## Extract provided
The Bram Stoker Festival offers intense experiences for the fans of the king of vampires and his creator, as it traces the footprints of both in the Irish capital

The Bram Stoker Festival, in Dublin.
The Bram Stoker Festival, in Dublin.Olga Kuzmenko / Allenkielyphotog
Jacinto Antón

Following Dracula’s bloody trail in Dublin — a city more associated with Joyce, Beckett or Michael Collins — may seem strange to some. The obvious thing would be to hunt him down in his Transylvanian lands, or perhaps in the English settings of his story (Whitby and London). But it is in the Irish capital, the city where Bram Stoker (1840-1912), the literary father of the vampire, was born and spent his youth, and where he forged many of his literary obsessions, where one of the essential events for fans of the dark count and the novel that breathed immortal life into him is held every year.

Attendants to the Bram Stoker Festival (which has been taking place for a decade and whose latest edition, which ended on Monday, appropriately coincided with the Halloween festivities) were able to enjoy all kinds of intense experiences related to the king of the undead and his creator. Among them, a very interesting deconstructive session of Dracula (1897) by the writer’s great-grandnephew, Dacre Stoker, author of a sequel of the novel and specialist in the work of his ancestor; a dramatized reading of the first chapters of the book at the prestigious Abbey Theatre; and the performance of Revenant, a disturbing monologue about vampirism.

There were also some exciting tours of some places related to the life and work of Bram Stoker, such as the Trinity College, where he studied; the gothic and highly evocative Marsh Library, where he researched witchcraft and apparently found his first map of Transylvania; or the cemetery where his people were buried, and where the tomb of Sheridan Le Fanu is located, “the invisible prince of Dublin” and author of Carmilla, Dracula’s Austrian female precedent. Also, conferences, debates, screenings and activities for all audiences, such as parades (this year, the traditional Macnas Parade revolved around a bone-collecting wolf woman), cosplaying and the Stokerland fair, where families were able to enjoy vampiric chills together (riding a merry-go-round by the Saint Patrick’s Cathedral cemetery, buying peat incense to scare away evil spirits, a Vlad the Impaler figurine or a garlic grater, face painting and more). In short, this is the great fangs-tastic festival, as someone cleverly dubbed it.

## Exercise directions
Pick up the article on the Bram Stoker Festival in Dublin after its last sentence and keep writing it. The items that come next are separate material, not part of the article on the Bram Stoker Festival.

## Information provided
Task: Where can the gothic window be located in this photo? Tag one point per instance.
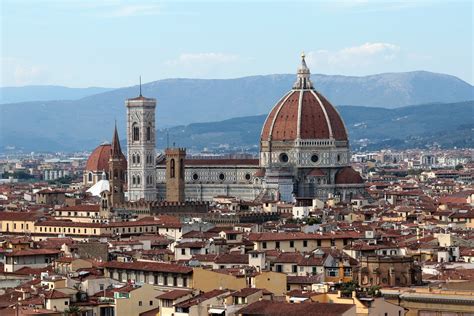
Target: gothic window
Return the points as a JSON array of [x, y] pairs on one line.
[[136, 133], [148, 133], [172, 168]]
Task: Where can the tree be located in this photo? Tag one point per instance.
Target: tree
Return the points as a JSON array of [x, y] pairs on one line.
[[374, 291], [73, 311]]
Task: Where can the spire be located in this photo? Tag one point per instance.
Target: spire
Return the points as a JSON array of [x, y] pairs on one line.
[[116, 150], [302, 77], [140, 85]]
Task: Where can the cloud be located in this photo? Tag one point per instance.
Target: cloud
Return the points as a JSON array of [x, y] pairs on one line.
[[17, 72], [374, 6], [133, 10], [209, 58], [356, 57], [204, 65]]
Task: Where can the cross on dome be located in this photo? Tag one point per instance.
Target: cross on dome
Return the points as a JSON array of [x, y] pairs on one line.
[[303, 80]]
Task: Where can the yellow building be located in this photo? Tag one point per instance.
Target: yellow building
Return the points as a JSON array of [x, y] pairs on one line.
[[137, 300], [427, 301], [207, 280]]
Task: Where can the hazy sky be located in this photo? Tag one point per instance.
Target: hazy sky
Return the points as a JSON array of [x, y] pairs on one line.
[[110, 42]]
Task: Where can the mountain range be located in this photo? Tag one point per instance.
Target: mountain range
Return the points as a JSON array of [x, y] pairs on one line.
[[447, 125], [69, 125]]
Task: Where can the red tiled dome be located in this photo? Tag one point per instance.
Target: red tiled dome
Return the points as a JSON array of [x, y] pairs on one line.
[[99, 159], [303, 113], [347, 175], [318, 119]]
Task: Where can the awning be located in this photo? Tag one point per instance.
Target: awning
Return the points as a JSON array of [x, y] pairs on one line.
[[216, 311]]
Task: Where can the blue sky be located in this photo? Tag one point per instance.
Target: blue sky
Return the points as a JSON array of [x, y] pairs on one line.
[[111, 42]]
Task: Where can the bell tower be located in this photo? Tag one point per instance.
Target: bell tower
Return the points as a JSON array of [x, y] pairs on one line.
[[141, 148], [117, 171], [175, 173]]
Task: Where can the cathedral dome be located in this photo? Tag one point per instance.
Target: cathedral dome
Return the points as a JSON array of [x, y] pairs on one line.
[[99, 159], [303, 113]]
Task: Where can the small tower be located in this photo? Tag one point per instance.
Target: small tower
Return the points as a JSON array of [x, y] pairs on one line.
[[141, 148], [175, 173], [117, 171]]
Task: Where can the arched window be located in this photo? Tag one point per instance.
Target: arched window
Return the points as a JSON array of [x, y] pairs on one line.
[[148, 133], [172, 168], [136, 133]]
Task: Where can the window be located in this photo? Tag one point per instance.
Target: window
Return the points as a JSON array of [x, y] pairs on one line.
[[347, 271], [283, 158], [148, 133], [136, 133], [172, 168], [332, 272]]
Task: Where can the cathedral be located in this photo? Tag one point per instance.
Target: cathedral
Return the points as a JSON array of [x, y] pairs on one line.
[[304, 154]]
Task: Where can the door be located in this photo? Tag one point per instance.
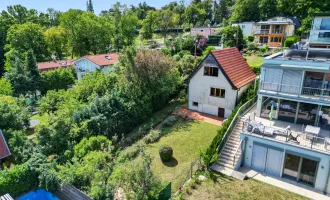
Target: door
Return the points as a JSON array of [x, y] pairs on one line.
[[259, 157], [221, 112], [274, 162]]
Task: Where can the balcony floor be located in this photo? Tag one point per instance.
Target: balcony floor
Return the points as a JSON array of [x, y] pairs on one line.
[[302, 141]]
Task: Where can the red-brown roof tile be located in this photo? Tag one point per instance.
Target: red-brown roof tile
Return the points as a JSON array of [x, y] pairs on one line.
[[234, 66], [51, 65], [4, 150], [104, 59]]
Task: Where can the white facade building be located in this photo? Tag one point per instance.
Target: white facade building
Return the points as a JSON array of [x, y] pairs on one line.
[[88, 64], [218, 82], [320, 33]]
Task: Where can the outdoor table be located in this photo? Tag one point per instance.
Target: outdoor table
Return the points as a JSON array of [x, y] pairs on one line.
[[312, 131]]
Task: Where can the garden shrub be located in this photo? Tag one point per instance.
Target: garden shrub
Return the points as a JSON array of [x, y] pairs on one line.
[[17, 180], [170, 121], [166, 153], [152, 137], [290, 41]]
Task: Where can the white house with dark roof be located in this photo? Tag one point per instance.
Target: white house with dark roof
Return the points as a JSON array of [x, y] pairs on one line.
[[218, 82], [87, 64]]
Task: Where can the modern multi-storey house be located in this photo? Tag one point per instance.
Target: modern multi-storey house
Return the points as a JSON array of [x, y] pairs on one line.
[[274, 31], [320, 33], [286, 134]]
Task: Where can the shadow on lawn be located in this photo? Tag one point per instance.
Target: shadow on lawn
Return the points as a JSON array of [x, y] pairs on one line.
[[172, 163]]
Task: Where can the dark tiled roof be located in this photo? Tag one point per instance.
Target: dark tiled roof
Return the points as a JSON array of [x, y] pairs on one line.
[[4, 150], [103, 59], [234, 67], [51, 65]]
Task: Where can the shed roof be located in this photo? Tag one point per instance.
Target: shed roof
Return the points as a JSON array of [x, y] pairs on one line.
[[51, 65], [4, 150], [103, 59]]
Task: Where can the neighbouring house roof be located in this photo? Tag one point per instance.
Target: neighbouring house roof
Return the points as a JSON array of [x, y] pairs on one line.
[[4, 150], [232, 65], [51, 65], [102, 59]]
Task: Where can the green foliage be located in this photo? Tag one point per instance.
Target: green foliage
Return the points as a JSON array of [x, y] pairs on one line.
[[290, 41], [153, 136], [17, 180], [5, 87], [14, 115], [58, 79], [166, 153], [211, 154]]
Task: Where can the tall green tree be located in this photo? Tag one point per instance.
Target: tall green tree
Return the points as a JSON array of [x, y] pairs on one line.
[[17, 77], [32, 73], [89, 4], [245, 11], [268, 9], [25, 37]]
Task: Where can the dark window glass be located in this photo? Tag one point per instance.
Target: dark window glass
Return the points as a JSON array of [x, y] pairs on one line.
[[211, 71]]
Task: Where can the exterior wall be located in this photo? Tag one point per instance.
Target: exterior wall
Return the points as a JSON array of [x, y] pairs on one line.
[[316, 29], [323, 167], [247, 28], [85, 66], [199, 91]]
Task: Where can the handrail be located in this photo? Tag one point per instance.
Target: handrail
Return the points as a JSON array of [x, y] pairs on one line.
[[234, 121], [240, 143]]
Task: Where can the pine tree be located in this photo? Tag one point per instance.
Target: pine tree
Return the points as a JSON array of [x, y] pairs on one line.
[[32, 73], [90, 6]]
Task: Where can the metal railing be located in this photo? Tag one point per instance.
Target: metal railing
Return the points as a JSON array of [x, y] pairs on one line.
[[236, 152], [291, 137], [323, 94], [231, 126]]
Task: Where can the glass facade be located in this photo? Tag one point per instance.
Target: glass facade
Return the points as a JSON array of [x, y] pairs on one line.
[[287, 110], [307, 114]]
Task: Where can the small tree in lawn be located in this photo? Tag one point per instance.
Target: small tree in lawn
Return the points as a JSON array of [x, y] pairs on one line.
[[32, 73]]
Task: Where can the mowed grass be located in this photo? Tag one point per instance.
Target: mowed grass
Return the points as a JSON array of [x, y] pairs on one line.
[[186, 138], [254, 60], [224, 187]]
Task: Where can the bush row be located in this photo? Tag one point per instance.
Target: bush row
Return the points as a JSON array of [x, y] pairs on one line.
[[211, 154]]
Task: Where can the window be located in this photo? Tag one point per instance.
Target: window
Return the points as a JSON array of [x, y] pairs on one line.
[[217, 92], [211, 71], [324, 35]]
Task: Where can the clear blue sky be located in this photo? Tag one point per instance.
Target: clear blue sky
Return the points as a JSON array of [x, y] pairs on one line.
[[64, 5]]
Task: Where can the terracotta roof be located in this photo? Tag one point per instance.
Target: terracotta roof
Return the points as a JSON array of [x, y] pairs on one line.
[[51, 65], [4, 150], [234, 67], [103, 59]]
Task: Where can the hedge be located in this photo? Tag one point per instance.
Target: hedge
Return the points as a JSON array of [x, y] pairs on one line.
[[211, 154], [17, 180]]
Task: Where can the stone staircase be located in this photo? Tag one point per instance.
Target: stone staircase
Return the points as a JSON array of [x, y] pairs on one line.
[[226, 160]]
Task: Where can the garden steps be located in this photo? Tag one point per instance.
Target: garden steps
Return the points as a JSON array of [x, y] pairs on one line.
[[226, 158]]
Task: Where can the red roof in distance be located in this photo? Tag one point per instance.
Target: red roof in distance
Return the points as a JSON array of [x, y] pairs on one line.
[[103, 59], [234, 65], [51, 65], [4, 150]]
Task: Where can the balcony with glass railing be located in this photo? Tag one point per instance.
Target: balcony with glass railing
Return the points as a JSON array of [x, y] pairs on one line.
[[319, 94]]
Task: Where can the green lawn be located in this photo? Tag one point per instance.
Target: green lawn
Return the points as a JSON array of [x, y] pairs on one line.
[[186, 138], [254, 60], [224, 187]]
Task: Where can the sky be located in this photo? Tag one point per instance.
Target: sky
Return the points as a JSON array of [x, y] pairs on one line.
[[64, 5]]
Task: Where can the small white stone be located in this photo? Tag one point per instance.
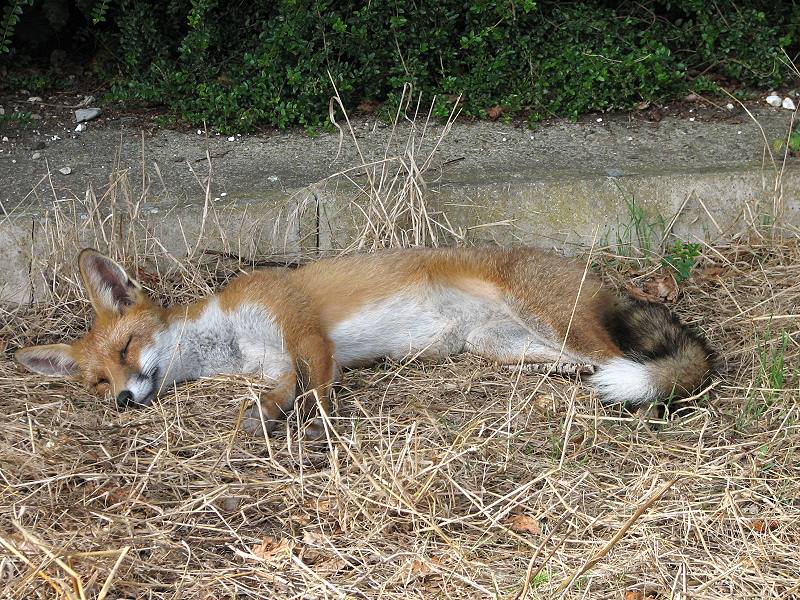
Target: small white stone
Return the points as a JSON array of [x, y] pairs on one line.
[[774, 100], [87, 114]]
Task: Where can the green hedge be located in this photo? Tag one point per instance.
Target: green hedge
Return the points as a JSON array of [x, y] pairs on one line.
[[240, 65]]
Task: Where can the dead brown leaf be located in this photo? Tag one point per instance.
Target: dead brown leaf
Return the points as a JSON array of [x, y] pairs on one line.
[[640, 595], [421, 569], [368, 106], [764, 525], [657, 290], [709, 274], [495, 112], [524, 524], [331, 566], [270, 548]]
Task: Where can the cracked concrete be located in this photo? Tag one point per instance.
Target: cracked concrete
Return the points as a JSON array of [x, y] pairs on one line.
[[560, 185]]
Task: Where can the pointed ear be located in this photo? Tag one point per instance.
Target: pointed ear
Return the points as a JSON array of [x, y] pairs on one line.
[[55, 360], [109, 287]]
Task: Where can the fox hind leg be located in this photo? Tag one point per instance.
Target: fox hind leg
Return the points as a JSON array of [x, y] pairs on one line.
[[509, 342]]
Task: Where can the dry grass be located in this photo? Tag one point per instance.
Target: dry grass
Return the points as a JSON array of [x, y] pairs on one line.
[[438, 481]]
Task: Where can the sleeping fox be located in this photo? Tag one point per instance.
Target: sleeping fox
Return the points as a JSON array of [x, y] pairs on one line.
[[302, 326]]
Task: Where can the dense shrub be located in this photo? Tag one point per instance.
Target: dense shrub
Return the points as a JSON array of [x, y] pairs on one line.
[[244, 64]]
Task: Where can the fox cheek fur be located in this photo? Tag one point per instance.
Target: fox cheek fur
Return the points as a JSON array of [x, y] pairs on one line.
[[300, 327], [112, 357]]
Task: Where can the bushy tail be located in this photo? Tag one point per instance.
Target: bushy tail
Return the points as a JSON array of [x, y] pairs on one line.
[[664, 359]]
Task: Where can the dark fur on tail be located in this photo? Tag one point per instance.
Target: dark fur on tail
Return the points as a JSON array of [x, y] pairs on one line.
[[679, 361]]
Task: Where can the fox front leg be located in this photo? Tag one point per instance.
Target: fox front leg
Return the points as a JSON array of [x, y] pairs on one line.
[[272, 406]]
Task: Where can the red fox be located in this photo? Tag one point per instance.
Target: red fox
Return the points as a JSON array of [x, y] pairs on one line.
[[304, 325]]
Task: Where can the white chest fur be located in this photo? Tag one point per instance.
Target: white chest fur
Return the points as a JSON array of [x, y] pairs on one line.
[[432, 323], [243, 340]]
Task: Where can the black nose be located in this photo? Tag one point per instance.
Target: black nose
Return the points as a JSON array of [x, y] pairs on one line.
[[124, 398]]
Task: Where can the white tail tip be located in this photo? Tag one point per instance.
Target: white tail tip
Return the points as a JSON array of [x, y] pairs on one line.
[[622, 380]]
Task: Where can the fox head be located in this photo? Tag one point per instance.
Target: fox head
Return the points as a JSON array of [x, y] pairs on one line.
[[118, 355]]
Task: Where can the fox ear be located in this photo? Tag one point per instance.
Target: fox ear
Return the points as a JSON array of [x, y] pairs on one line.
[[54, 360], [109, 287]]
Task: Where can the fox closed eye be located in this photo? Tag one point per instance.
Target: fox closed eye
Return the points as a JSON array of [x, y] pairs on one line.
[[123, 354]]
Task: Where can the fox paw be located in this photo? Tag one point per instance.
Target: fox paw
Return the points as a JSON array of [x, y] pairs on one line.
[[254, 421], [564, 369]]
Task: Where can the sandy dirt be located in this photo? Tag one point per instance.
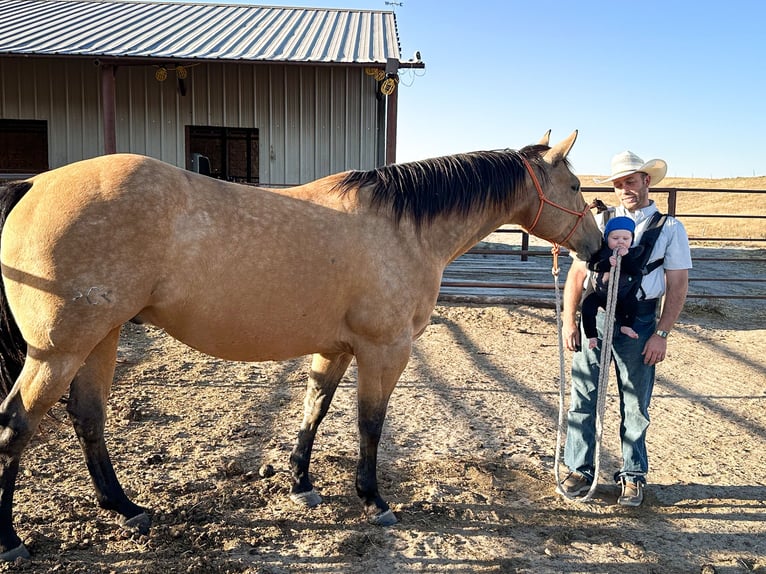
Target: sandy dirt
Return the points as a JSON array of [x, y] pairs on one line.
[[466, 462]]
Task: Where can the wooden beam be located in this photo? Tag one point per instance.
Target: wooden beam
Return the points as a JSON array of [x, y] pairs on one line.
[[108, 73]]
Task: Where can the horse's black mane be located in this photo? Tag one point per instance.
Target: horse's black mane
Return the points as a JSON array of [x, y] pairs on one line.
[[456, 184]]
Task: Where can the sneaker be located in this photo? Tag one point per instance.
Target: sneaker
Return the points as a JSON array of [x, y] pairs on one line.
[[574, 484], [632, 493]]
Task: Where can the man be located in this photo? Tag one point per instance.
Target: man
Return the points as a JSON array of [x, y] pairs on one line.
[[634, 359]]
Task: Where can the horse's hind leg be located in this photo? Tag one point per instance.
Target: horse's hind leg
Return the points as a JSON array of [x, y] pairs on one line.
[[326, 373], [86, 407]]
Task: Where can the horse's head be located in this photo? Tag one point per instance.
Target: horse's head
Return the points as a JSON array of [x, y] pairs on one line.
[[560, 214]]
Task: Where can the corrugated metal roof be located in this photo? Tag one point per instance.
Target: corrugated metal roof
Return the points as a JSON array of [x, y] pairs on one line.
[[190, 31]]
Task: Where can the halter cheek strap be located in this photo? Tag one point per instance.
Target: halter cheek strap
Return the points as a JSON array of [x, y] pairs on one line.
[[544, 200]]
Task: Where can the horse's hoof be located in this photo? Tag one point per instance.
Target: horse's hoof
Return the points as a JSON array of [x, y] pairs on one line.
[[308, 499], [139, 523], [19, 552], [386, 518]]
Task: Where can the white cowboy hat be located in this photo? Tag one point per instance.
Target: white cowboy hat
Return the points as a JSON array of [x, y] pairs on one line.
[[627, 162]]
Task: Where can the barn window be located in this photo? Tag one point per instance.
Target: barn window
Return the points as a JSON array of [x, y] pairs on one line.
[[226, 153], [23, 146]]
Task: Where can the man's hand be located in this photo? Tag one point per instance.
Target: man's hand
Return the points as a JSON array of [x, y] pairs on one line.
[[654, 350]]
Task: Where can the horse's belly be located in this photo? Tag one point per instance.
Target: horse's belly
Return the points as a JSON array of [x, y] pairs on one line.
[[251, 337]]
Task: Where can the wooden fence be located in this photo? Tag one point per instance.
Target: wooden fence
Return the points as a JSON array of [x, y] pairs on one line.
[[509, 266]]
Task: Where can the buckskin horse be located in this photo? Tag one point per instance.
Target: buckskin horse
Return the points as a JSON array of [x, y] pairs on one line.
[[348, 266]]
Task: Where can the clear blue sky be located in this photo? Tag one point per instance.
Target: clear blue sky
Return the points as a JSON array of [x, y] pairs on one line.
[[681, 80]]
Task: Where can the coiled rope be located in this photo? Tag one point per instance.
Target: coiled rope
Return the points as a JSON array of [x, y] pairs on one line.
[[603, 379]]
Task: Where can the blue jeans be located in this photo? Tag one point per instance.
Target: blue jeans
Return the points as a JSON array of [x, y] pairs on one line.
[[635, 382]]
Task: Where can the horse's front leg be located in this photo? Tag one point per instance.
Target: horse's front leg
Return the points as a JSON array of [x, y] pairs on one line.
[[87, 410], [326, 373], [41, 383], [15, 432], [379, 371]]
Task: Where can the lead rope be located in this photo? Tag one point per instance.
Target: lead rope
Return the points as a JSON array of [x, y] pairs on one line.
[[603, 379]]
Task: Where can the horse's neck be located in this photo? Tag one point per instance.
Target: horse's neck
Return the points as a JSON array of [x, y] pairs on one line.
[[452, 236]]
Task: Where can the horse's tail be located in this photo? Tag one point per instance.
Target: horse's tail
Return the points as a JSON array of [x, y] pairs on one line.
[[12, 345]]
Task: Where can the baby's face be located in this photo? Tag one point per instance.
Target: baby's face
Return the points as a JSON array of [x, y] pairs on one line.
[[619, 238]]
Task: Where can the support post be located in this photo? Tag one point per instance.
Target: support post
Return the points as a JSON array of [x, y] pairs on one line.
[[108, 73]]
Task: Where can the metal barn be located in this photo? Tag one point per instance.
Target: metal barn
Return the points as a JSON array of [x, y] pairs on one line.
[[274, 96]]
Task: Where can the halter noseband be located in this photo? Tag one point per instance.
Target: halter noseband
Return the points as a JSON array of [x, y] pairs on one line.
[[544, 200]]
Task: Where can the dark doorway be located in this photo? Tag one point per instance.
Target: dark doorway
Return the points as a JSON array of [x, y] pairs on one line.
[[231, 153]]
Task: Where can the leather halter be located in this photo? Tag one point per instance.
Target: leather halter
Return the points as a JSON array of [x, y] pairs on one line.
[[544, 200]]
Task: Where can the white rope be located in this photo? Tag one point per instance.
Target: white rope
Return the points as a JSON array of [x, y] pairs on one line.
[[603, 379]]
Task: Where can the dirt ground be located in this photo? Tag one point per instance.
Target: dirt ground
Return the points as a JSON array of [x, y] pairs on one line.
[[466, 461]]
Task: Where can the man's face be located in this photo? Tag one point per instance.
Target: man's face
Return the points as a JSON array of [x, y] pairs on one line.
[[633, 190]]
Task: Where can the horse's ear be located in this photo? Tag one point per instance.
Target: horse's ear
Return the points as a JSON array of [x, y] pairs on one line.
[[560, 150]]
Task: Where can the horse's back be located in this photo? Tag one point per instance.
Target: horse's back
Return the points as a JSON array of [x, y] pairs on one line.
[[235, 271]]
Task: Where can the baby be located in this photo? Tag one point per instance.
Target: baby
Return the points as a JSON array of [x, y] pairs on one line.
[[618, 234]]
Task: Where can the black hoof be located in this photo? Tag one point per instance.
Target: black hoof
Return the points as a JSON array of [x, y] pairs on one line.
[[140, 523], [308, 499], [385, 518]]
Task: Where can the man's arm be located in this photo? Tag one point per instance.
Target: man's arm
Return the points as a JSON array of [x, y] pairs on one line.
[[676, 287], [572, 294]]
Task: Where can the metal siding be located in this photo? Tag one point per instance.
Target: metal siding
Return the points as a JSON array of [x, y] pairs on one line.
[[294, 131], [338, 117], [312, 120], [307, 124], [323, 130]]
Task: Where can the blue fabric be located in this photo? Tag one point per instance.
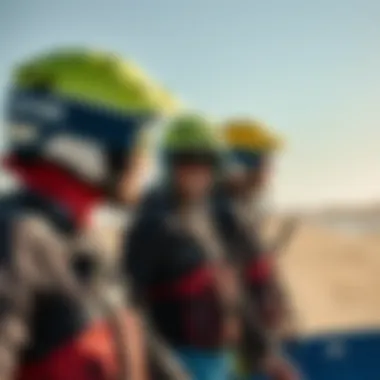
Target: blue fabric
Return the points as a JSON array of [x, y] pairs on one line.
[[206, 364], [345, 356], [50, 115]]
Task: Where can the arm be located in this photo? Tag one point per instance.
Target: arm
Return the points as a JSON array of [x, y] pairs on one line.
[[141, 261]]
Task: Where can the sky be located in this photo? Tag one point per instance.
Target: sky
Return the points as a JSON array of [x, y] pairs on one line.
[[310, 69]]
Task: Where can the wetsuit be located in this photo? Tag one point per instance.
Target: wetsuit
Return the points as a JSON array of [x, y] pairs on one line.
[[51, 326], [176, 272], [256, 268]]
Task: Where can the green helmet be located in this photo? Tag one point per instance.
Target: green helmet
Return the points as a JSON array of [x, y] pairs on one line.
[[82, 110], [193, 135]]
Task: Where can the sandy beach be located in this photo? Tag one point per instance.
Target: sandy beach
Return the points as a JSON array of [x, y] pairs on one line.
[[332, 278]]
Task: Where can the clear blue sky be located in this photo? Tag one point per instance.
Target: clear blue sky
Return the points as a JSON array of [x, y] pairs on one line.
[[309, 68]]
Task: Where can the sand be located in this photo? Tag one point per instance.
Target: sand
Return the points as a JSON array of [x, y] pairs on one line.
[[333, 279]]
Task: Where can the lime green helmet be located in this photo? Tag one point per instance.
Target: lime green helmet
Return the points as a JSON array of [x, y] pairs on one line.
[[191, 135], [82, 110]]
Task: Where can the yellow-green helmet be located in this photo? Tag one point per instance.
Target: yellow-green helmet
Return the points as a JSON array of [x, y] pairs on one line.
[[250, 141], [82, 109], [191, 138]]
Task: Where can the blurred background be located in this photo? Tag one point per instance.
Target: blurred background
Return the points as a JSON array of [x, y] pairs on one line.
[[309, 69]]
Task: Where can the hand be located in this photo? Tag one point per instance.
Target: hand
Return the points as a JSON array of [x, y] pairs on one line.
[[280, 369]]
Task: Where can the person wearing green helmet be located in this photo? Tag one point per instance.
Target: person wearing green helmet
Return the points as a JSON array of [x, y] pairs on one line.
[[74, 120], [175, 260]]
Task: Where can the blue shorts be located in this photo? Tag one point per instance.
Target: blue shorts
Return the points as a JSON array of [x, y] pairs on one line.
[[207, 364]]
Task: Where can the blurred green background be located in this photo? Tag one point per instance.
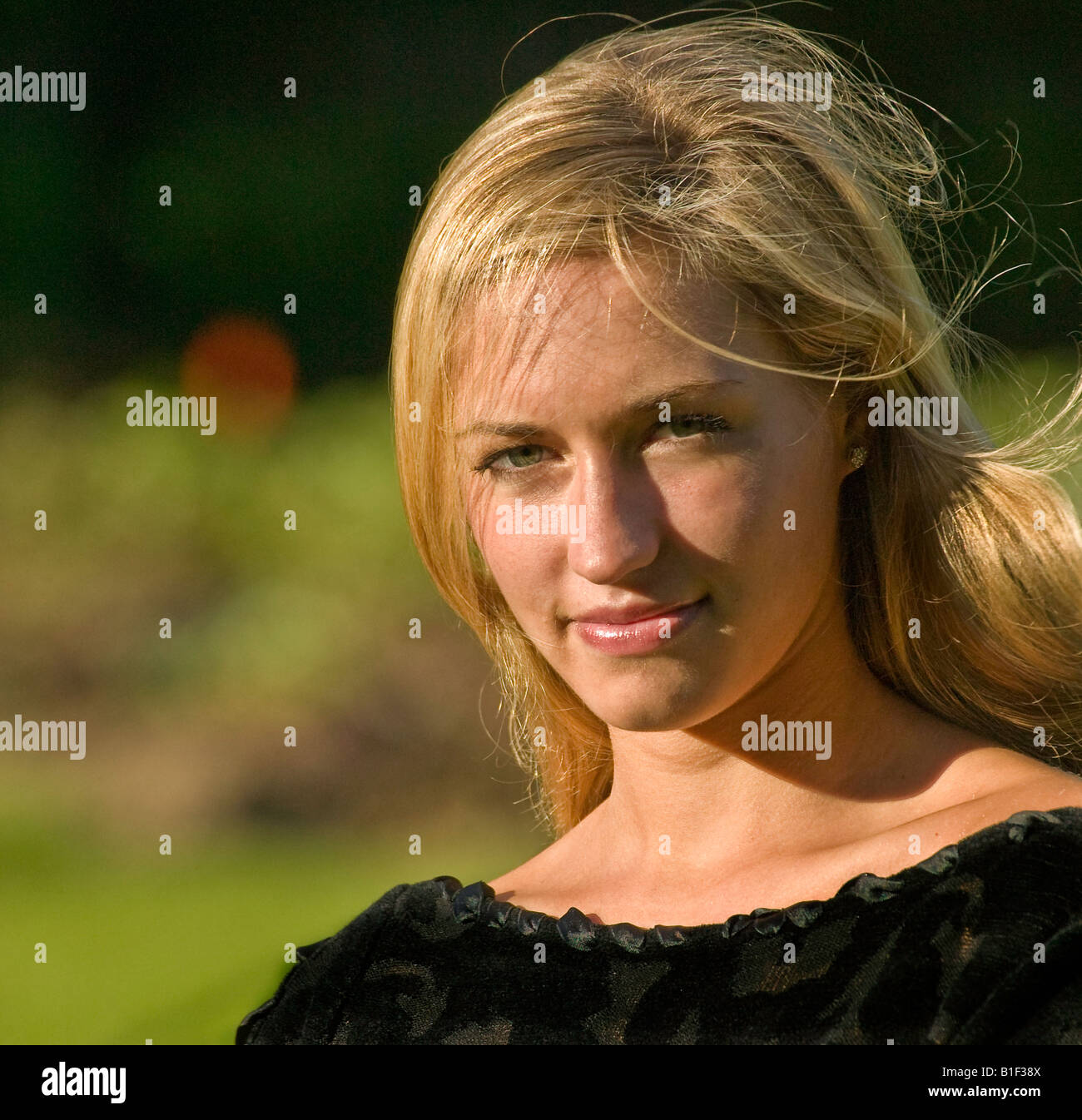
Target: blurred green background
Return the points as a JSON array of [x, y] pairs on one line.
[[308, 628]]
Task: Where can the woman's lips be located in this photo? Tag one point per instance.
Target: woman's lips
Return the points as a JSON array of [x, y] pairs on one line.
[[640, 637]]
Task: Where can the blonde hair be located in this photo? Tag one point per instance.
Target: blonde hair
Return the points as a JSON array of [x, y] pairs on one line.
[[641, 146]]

## Result
Bram Stoker
A drawing of Bram Stoker, Dracula and Dublin Castle on the plaque commemorating the time the novelist spent working there.

Walking the wonderfully melancholic streets of Dublin while one follows a dark Bram Stoker itinerary, with each shadow turned into a black cape, is a shot of emotions akin to a good transfusion. One of the best aspects of the festival experience, organized by the city council, is the variety of people one meets in the activities: curious people, specialists, romantics and hardcore geeks. A good place to make long-term friendships under the motto “blood is life”; kindred spirits with whom to debate whether Dracula’s dwelling was inspired by Bran Castle in Transylvania or Slains Castle in Scotland.

Dacre Stoker.
Dacre Stoker.

Dissecting Dracula

Dacre? Dacre Stoker! “In the flesh,” he replies. We are in the courtyard of Dublin Castle, under the shadow of the Record Tower, the only one that remains from the medieval fortress. Dacre recalls that we met in 2009 when he published his forceful — sex and violence galore — sequel, Dracula the Un-dead. Since then, his draculian activity has been increasing exponentially. He currently leads thematic tours (“of fact and fiction,” he points out) through all the settings related to the vampire, Transylvania, Whitby... he also films documentaries, writes and is one of the managers of his ancestor’s intellectual property, as well as one of the main researchers of his legacy (and a regular at the festival).

He looks fit. He is 65 years old but, like Bram, he has been a top athlete, an Olympic pentathlete. We talk about The Last Voyage of the Demeter, a recent movie based on the seventh chapter of Dracula, the count’s journey by ship from Varna to England. He finds the film phenomenal and terrifying. Then he sends me to see something that his wife found on the other side of the courtyard: a plaque explaining that Bram Stoker worked for years in the castle as a public official (from 1866 to 1878, before he permanently moved to London), illustrated with a portrait of the writer and a drawing of Dracula, the first direct encounter with the count here in Dublin. He is depicted with a cape and tailcoat, à la Bela Lugosi, and disturbing fingers with long nails, with the castle in the background.

The entrance to Marsh’s Library in Dublin.
The entrance to Marsh’s Library in Dublin.

One of the forms of entertainment these days is to find references to Dracula or vampires around the city, where blood-colored posters and flags of the festival abound and where, by association, everything else seems to be dyed red. That all the bookstores in the city would prominently display editions of Dracula was to be expected; not so much, however, to find a bar called Bite of Life and another one called Quick Bite, as well as a Multi Bite store; or a small sculpture of a vampire in the permanent exhibition on Yeats at the National Library of Ireland (always a must-see). Or a taxi driver who has read Dracula three times and quotes passages as we head to Clontarf to see the Stoker family house, where the writer was born and spent his youth. Not to mention the guy with pointy vampire ears (fake, we hope) sitting nonchalantly at the talk Bram and Beyond: The Irish Supernatural.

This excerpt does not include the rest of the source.